- **Short task**:
Quote all of the records below verbatim, keeping every line unchanged.

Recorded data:
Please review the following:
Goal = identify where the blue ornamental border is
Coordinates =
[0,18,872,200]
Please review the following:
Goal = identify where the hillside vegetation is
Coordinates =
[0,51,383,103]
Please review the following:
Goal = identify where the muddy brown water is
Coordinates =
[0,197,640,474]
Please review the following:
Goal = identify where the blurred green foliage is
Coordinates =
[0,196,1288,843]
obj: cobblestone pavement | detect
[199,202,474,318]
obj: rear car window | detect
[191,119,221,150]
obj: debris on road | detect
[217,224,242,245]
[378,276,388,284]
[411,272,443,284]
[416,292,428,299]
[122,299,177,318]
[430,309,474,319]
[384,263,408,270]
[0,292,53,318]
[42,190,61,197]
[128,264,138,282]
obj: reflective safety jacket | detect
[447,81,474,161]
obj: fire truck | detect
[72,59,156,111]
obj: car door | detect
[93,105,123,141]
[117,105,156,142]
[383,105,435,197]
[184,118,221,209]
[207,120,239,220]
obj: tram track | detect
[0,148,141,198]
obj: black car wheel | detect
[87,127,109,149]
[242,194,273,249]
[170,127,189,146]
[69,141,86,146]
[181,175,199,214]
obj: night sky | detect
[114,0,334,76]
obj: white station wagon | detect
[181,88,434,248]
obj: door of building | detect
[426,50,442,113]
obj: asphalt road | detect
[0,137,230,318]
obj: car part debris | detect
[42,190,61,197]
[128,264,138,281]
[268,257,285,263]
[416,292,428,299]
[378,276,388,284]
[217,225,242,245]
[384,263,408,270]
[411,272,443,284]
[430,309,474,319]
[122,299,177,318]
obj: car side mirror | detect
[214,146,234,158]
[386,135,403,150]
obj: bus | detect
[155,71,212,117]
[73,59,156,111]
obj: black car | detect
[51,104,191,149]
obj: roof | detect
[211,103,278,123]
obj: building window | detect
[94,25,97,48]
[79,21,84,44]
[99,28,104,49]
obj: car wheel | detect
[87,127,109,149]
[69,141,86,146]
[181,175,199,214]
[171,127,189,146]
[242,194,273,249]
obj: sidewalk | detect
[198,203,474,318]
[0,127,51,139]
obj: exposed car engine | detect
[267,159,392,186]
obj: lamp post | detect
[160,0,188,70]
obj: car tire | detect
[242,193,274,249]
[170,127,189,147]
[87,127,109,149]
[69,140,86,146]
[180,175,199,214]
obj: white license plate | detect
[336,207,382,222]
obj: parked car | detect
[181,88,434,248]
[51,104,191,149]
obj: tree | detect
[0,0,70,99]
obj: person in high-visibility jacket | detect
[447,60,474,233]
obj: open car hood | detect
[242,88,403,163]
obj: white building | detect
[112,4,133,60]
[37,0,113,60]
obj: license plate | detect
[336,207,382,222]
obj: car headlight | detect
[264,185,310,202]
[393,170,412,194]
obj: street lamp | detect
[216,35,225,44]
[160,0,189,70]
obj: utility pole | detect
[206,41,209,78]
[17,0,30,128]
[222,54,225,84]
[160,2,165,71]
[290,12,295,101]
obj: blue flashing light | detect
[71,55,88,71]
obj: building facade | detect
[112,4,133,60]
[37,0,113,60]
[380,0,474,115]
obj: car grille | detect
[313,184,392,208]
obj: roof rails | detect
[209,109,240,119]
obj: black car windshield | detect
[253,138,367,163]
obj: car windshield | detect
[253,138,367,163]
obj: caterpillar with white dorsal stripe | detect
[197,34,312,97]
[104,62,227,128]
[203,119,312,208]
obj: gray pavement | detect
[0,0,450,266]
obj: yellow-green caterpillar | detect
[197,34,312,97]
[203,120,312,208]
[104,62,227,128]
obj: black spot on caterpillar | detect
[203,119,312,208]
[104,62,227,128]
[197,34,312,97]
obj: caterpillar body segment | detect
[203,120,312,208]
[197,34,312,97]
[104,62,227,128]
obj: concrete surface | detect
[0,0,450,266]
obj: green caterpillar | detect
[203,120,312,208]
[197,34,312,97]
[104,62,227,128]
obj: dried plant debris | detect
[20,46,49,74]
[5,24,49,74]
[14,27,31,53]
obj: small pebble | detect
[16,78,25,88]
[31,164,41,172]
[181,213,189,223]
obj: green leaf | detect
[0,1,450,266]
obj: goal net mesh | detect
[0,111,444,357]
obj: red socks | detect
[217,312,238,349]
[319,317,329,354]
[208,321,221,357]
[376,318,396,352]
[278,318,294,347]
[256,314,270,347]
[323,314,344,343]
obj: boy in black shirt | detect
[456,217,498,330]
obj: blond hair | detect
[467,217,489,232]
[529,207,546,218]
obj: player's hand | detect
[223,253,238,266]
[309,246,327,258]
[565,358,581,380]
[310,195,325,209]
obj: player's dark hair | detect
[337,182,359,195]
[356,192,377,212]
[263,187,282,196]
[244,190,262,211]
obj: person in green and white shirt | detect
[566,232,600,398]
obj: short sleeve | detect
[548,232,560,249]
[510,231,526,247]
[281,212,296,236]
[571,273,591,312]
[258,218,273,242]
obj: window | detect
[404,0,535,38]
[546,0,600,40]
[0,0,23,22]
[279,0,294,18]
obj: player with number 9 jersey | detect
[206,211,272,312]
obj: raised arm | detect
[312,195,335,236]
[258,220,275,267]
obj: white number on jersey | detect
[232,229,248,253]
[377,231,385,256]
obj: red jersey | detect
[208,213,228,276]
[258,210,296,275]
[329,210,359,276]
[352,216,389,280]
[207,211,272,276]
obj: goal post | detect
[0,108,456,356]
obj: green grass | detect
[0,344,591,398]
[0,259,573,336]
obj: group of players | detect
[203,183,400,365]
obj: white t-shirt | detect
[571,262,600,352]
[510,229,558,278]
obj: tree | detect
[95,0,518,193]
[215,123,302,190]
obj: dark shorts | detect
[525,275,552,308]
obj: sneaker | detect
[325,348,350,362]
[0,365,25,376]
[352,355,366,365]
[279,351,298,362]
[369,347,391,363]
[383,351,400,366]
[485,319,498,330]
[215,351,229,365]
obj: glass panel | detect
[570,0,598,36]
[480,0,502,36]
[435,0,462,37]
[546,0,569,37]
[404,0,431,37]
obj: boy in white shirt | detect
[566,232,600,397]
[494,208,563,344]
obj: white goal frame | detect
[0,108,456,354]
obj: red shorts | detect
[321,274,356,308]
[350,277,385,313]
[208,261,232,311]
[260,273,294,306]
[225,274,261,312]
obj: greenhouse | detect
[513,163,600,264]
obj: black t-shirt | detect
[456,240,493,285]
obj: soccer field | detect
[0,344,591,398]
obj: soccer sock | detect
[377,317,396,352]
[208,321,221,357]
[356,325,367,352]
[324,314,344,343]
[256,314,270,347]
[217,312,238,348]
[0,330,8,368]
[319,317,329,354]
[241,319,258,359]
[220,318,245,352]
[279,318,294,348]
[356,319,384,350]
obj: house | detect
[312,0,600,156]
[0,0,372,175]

- **Exercise result**:
Please review the following:
Goal = identify where the blue ornamental border is
Coordinates =
[0,18,872,200]
Please review the following:
Goal = identify where the hillside vegetation is
Coordinates =
[0,51,383,103]
Please review the following:
Goal = identify where the muddy brown water is
Coordinates =
[0,197,640,474]
Please review the following:
Goal = identify where the blurred green foliage is
Coordinates =
[0,196,1288,843]
obj: cobblestone pavement | detect
[199,202,474,318]
obj: rear car window | detect
[191,119,221,150]
obj: debris on road | detect
[217,224,242,245]
[378,276,388,284]
[411,272,443,284]
[416,292,428,299]
[122,299,177,318]
[430,309,474,319]
[384,263,408,270]
[0,292,53,318]
[42,190,61,197]
[128,264,138,282]
obj: reflective safety jacket | detect
[447,81,474,161]
obj: fire truck | detect
[72,59,156,111]
obj: car door | detect
[93,105,123,141]
[117,105,156,142]
[383,105,435,197]
[184,118,221,209]
[207,120,239,220]
obj: tram track | detect
[0,148,141,198]
obj: black car wheel | detect
[87,127,109,149]
[242,194,273,249]
[170,127,189,146]
[69,141,86,146]
[181,175,199,214]
obj: night sky | detect
[114,0,334,76]
obj: white station wagon | detect
[181,88,434,248]
obj: door of building | detect
[426,50,442,113]
obj: asphalt road | detect
[0,137,230,318]
obj: car part debris | detect
[42,190,61,197]
[128,264,138,281]
[268,257,285,263]
[416,292,428,299]
[378,276,388,284]
[217,225,242,245]
[384,263,408,270]
[411,272,443,284]
[430,309,474,319]
[122,299,177,318]
obj: car side mirror | detect
[214,146,234,158]
[386,135,403,150]
obj: bus | detect
[155,71,212,117]
[73,59,156,111]
obj: black car | detect
[51,104,191,149]
obj: roof | detect
[211,103,278,123]
obj: building window | detect
[94,25,97,48]
[79,21,84,44]
[99,28,104,49]
obj: car wheel | detect
[87,127,109,149]
[69,141,86,146]
[181,175,199,214]
[171,127,189,146]
[242,194,273,249]
obj: sidewalk | detect
[198,203,474,318]
[0,127,51,139]
obj: exposed car engine | detect
[267,159,392,186]
obj: lamp post | detect
[160,0,188,70]
obj: car tire | detect
[242,193,274,249]
[170,127,189,147]
[87,127,109,149]
[69,140,86,146]
[180,175,199,214]
obj: white license plate | detect
[336,207,382,222]
obj: parked car | detect
[181,88,434,248]
[51,104,191,149]
obj: tree | detect
[0,0,70,99]
obj: person in high-visibility jacket | detect
[447,60,474,233]
obj: open car hood | detect
[242,88,403,163]
obj: white building | detect
[112,4,133,60]
[37,0,113,60]
obj: license plate | detect
[336,207,382,222]
obj: car headlight | detect
[264,185,310,202]
[393,170,412,194]
obj: street lamp | detect
[216,35,225,44]
[160,0,189,70]
obj: utility pole | detect
[206,41,209,78]
[17,0,30,128]
[222,54,225,84]
[160,2,165,71]
[290,12,295,101]
obj: blue flashing light | detect
[71,55,88,71]
obj: building facade | detect
[112,4,133,60]
[37,0,113,60]
[380,0,474,115]
obj: car grille | detect
[313,184,392,208]
obj: roof rails | detect
[209,109,240,119]
obj: black car windshield | detect
[253,138,367,163]
obj: car windshield | detect
[253,138,367,163]
obj: caterpillar with white dorsal stripe | detect
[197,34,312,97]
[104,62,227,128]
[203,119,312,208]
obj: gray pavement | detect
[0,0,450,266]
obj: yellow-green caterpillar | detect
[197,34,312,97]
[203,120,312,208]
[104,62,227,128]
obj: black spot on caterpillar | detect
[203,119,312,208]
[104,62,227,128]
[197,34,312,97]
obj: caterpillar body segment | detect
[203,120,312,208]
[197,34,312,97]
[104,62,227,128]
obj: concrete surface | detect
[0,0,450,266]
obj: green caterpillar | detect
[203,120,312,208]
[197,34,312,97]
[104,62,227,128]
obj: dried plant debris | detect
[20,46,49,74]
[5,24,49,74]
[14,27,31,53]
obj: small pebble | detect
[16,78,25,88]
[31,164,41,172]
[181,213,189,223]
obj: green leaf | detect
[0,1,450,266]
obj: goal net mesh | detect
[0,111,444,357]
obj: red socks | detect
[217,312,238,349]
[319,317,329,354]
[208,321,221,357]
[376,318,396,352]
[278,318,294,347]
[256,314,270,347]
[323,314,344,343]
obj: boy in black shirt | detect
[456,217,498,330]
obj: blond hair | detect
[467,217,489,232]
[529,207,546,218]
obj: player's hand | detect
[223,253,238,266]
[309,246,327,258]
[565,358,581,380]
[310,195,325,209]
obj: player's dark hair | detect
[337,182,359,195]
[356,192,377,212]
[263,187,282,196]
[244,190,262,211]
obj: person in green and white shirt | detect
[566,232,600,398]
obj: short sleeve | detect
[548,232,560,249]
[510,231,526,247]
[281,212,296,236]
[571,273,591,312]
[258,218,273,242]
obj: window | detect
[404,0,535,38]
[546,0,600,40]
[0,0,23,22]
[279,0,294,18]
obj: player with number 9 jersey | detect
[206,211,272,312]
obj: raised arm | detect
[312,195,335,236]
[258,220,275,267]
obj: white number on jersey | detect
[232,229,248,253]
[377,231,385,256]
obj: red jersey | detect
[208,213,228,276]
[258,210,296,275]
[329,210,359,276]
[352,216,389,280]
[207,211,272,276]
obj: goal post | detect
[0,108,456,356]
obj: green grass | detect
[0,344,591,398]
[0,259,573,336]
obj: group of players | detect
[203,183,400,365]
obj: white t-shirt | detect
[571,262,600,352]
[510,229,558,278]
obj: tree | detect
[95,0,518,193]
[215,123,302,190]
obj: dark shorts | detect
[525,275,552,308]
obj: sneaker | detect
[325,348,350,362]
[0,365,25,376]
[352,355,366,365]
[279,351,298,362]
[369,347,391,363]
[383,351,400,366]
[485,319,498,330]
[215,351,229,365]
obj: glass panel | detect
[570,0,598,36]
[480,0,502,36]
[435,0,462,37]
[546,0,569,37]
[404,0,431,37]
obj: boy in white shirt | detect
[566,232,600,397]
[494,208,563,344]
obj: white goal frame | detect
[0,108,456,354]
obj: red shorts | detect
[321,274,356,308]
[350,277,385,313]
[208,261,232,311]
[260,273,294,306]
[225,274,261,312]
obj: greenhouse | detect
[513,163,600,264]
obj: black t-shirt | detect
[456,240,493,285]
obj: soccer field | detect
[0,344,591,398]
obj: soccer sock | detect
[377,317,396,352]
[208,321,221,357]
[356,325,367,352]
[324,314,344,343]
[256,314,270,347]
[217,312,238,348]
[0,330,8,368]
[319,317,329,354]
[241,319,258,359]
[220,318,245,352]
[279,318,294,348]
[356,319,384,350]
obj: house | detect
[312,0,600,156]
[0,0,372,175]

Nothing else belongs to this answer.